- **Aufgaben zum Material**:
**A.** Gib aus dem Auszug über Seepferdchen alles von „Tatsächlich wurden einige“ bis hinunter zu „neuer Lebensräume waren.“ wortgetreu wieder.
**B.** Wie erklärt der Auszug über Seepferdchen das Wort „sessil“?

- **Vorliegender Auszug**:
┄┄┄┄┄┄┄┄┄┄
Tatsächlich wurden einige Gene identifiziert, die bei den Stachel-Arten besonders modifiziert sind, aber nicht bei allen Arten in gleicher Weise. Dass mehrfach schnell und unabhängig voneinander Stacheln selektiert wurden, obwohl die gleichen Genen bei der Entwicklung dieser Hautstacheln eine Rolle spielen, aber unterschiedliche Mutationen dafür verantwortlich waren, zeigt: Diese langsamen, sessilen, das heißt ortsgebundenen Seepferdchen können sich besonders schnell anpassen. Darin sieht das Forschungsteam einen der Hauptgründe, warum Seepferdchen so erfolgreich im Kolonisieren neuer Lebensräume waren.
┄┄┄┄┄┄┄┄┄┄
- **Gezeigtes Material**:
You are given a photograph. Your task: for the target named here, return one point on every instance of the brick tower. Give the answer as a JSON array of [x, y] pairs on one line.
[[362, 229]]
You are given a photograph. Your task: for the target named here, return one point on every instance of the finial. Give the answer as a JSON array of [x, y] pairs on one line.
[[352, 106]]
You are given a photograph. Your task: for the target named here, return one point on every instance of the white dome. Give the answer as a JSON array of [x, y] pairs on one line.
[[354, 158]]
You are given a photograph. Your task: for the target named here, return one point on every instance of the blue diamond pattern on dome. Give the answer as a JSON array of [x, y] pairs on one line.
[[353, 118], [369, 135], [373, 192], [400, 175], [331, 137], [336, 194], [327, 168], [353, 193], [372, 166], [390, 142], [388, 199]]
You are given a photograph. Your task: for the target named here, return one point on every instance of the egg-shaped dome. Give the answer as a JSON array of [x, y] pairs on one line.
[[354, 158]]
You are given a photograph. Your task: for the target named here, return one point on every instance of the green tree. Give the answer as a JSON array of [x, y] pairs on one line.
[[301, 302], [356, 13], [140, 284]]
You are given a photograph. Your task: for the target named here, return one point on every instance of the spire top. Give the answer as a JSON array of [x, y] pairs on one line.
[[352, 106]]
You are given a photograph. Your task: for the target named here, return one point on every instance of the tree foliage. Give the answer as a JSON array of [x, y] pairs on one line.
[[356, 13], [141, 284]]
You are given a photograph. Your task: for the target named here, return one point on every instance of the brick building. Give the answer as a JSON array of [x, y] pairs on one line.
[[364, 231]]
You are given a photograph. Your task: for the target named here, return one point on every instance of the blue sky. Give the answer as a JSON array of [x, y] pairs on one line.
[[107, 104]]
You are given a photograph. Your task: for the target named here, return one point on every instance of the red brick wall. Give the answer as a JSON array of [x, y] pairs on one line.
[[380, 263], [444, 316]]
┄┄┄┄┄┄┄┄┄┄
- **Antworten**:
**A.**
Tatsächlich wurden einige Gene identifiziert, die bei den Stachel-Arten besonders modifiziert sind, aber nicht bei allen Arten in gleicher Weise. Dass mehrfach schnell und unabhängig voneinander Stacheln selektiert wurden, obwohl die gleichen Genen bei der Entwicklung dieser Hautstacheln eine Rolle spielen, aber unterschiedliche Mutationen dafür verantwortlich waren, zeigt: Diese langsamen, sessilen, das heißt ortsgebundenen Seepferdchen können sich besonders schnell anpassen. Darin sieht das Forschungsteam einen der Hauptgründe, warum Seepferdchen so erfolgreich im Kolonisieren neuer Lebensräume waren.

**B.** Mit „ortsgebunden“.